Submitted by Todd Lewis

The Bucs are busy preparing for the upcoming 2015 season.

Aside from community events and participation, as well as some player recruitment, the Bucs have been occupied with a change in coaching staff. Head Coach Duane Brown (HC for the last four seasons) has retired and Devon Hand has stepped in to fill the big role. For the past two seasons, Hand has coordinated the team’s defense (one of the most ferocious the AFL has ever seen). He’s excited and passionate about taking the Buccaneers in a new direction, one that aims at challenging the Alberta Football League championship.

Coach Hand played football for more than 20 years at various levels, high school football in Red Deer at Lindsay Thurber Comprehensive High School for the Raiders; junior football for the Abbotsford Airforce and later for the University of Manitoba Bisons. After university he played for the Buccaneers for more than seven years.

Prior to coaching the Bucs, he has coached as the defensive coordinator for the Lindsay Thurber Comprehensive High School senior team.

His main goal for 2015 is to win and AFL title.

As to his philosophy of football, coach Hand describes it as follows: “I truly believe that football is the most team oriented organized sport there is. Everyone has a role in winning, from the star QB, to the scout team defensive back, and no one man is more important than the next. For a team to achieve victory, everyone must come together on the same day at the same time and do their jobs, making sacrifices whenever asked and do it at 100 miles an hour. Allow this allegory/metaphor: Football to me, is like life and death compressed into four quarters. To find success you must work hard, take chances, be there for your family, make sacrifices, fight tooth and nail when challenged and above all refuse to quit. You do that in football, just like in life, chances are you are going to be successful in what you are trying to accomplish.

» **Data provided**

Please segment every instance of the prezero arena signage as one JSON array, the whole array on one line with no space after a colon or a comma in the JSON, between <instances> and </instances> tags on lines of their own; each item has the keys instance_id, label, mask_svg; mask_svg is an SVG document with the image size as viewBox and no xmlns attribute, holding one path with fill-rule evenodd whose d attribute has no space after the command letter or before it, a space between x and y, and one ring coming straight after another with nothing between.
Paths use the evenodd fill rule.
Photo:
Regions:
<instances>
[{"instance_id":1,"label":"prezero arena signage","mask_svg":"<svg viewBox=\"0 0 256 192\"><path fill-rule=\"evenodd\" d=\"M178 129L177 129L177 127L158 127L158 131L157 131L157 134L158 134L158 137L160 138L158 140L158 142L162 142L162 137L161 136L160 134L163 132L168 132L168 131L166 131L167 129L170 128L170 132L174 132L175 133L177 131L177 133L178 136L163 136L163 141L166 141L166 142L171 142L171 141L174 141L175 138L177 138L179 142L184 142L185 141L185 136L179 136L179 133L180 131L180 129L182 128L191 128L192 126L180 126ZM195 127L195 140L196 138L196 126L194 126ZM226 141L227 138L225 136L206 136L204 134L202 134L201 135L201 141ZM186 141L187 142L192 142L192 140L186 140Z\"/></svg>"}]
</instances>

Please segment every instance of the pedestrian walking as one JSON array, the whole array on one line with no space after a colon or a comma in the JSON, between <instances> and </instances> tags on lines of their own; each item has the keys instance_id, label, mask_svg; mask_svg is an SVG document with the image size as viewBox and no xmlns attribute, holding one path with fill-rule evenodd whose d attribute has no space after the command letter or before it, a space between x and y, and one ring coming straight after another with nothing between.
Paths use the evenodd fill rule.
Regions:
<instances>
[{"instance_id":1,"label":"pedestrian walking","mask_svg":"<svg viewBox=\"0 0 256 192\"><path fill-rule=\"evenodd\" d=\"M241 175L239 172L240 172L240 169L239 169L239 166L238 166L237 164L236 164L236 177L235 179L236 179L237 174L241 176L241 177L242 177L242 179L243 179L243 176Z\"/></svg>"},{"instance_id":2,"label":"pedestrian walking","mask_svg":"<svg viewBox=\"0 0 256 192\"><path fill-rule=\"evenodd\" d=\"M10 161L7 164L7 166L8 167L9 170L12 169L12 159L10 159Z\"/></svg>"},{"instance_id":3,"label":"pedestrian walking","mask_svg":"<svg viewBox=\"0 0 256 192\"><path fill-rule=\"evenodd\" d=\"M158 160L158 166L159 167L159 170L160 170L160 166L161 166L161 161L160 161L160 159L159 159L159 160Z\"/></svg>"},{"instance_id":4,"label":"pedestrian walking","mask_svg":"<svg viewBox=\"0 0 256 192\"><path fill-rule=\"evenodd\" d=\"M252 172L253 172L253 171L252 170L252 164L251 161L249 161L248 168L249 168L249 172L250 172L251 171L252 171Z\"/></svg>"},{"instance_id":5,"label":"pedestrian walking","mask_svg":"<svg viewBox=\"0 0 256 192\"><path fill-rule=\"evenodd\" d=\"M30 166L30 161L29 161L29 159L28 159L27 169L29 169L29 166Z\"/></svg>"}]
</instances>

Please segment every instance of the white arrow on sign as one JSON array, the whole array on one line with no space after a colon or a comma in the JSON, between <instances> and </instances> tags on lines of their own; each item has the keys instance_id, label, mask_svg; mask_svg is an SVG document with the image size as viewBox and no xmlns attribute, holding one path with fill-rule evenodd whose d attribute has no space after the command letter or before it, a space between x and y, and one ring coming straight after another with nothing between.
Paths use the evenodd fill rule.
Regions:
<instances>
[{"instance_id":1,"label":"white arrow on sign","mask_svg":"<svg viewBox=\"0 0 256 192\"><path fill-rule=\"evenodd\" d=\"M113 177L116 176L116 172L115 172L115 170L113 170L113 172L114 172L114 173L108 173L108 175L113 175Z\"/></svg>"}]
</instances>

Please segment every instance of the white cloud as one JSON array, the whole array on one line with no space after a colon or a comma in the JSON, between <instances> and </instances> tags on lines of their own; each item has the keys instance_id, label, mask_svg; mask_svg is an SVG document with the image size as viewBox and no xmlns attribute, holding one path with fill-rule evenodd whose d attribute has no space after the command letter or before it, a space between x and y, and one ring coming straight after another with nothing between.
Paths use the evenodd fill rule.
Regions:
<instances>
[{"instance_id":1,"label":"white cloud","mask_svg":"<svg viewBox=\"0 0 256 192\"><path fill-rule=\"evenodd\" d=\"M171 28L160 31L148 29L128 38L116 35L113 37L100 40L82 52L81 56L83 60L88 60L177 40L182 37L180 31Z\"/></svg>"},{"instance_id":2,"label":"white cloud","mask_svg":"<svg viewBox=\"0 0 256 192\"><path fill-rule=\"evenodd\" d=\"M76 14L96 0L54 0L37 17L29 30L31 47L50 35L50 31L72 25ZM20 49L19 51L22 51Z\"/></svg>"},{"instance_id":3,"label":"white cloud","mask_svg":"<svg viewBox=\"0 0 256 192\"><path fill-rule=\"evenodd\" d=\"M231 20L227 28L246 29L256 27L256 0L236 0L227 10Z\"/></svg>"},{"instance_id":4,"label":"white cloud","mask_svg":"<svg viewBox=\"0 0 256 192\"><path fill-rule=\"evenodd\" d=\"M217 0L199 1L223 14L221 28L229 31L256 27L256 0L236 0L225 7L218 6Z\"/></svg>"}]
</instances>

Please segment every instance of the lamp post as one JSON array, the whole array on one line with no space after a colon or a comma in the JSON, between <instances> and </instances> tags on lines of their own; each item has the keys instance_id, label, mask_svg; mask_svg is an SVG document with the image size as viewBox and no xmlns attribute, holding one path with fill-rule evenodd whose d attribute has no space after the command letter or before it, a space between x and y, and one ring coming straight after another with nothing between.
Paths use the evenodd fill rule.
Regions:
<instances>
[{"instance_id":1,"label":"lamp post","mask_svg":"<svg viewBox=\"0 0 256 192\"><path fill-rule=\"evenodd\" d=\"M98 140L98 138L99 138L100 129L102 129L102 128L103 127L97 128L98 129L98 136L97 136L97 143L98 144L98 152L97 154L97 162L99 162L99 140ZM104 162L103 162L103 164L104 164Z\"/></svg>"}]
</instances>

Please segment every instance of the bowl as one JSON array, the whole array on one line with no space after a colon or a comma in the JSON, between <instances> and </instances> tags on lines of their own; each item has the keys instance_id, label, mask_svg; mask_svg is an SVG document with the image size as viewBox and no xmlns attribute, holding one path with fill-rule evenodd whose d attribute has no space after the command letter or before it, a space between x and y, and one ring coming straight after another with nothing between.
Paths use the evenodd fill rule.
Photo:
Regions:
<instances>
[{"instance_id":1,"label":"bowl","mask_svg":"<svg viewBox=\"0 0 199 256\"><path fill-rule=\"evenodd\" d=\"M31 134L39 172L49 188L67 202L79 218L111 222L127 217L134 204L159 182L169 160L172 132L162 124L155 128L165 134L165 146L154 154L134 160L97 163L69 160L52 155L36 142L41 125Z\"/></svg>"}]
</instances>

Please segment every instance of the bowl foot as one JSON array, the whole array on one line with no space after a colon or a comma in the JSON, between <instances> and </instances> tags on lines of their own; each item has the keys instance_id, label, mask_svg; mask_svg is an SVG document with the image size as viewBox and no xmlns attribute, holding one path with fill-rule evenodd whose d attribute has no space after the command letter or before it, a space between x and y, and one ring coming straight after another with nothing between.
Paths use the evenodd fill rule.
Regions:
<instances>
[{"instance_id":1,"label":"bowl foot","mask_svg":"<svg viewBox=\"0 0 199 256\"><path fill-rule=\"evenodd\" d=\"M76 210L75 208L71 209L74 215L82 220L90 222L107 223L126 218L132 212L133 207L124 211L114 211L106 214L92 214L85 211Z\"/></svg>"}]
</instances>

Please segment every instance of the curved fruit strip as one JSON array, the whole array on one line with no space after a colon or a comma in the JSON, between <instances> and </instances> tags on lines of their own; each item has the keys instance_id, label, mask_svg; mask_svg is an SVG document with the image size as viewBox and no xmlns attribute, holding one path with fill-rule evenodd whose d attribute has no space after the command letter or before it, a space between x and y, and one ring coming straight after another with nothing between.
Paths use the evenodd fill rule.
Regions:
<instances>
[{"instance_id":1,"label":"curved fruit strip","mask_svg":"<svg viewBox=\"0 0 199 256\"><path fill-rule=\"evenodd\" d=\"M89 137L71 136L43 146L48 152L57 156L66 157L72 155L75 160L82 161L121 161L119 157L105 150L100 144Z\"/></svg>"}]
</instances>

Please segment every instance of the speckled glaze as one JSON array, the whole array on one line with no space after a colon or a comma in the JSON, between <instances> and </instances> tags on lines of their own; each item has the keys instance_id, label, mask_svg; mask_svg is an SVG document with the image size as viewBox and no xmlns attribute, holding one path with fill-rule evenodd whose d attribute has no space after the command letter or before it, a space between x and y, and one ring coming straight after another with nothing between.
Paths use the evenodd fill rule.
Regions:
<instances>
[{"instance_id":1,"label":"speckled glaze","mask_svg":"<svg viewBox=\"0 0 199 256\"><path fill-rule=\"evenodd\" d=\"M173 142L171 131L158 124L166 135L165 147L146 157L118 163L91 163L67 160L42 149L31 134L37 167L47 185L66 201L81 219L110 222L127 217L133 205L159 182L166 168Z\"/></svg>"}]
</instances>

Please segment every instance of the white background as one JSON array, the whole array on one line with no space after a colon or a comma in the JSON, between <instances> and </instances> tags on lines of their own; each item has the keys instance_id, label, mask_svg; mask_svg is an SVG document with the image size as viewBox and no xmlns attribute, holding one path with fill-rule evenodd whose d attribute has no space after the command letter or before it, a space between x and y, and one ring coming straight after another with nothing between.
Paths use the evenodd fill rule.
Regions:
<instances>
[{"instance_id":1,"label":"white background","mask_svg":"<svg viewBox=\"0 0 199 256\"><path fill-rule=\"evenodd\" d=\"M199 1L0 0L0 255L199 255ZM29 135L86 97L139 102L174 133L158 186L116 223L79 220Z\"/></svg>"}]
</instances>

» **Set tasks**
1. In the article on the Buccaneers' coaching change, which university team did Devon Hand play for?
2. Carry on the article about the Buccaneers' new head coach from the point where it stops.
The data comes from a different source than the text.

» **Answers for the exercise**
1. He played for the University of Manitoba Bisons.

2.
“The returning veterans on this team, just like the new recruits and talent that join us, must understand that this game is finite and can be taken away from you at any point. Work, family situation, personal circumstances and, of course, age/injury will at some point come and take this game away from you. When we strap up in red and black this upcoming summer, you will be challenged to leave it all on the field for the better of the team. There will be no excuses. There will be no shortcuts. When the summer turns to fall and the dust settles, you have to be able to look your brother in the eye and say you laid it on the line for the team. This is what the 2015 Central Alberta Buccaneers will be all about.”

The Central Alberta Buccaneers have been busy in the community during the off-season. The fellows ran a skills and drills football camp for the students at Oriole Park Elementary School, hoping to instill a passion and skill-base in the young footballers. The guys also rolled up their sleeves to donate blood. This is the third donation the guys have made as a team; as a result, The Central Alberta Buccaneers are officially partners for life with the Canadian Blood Services.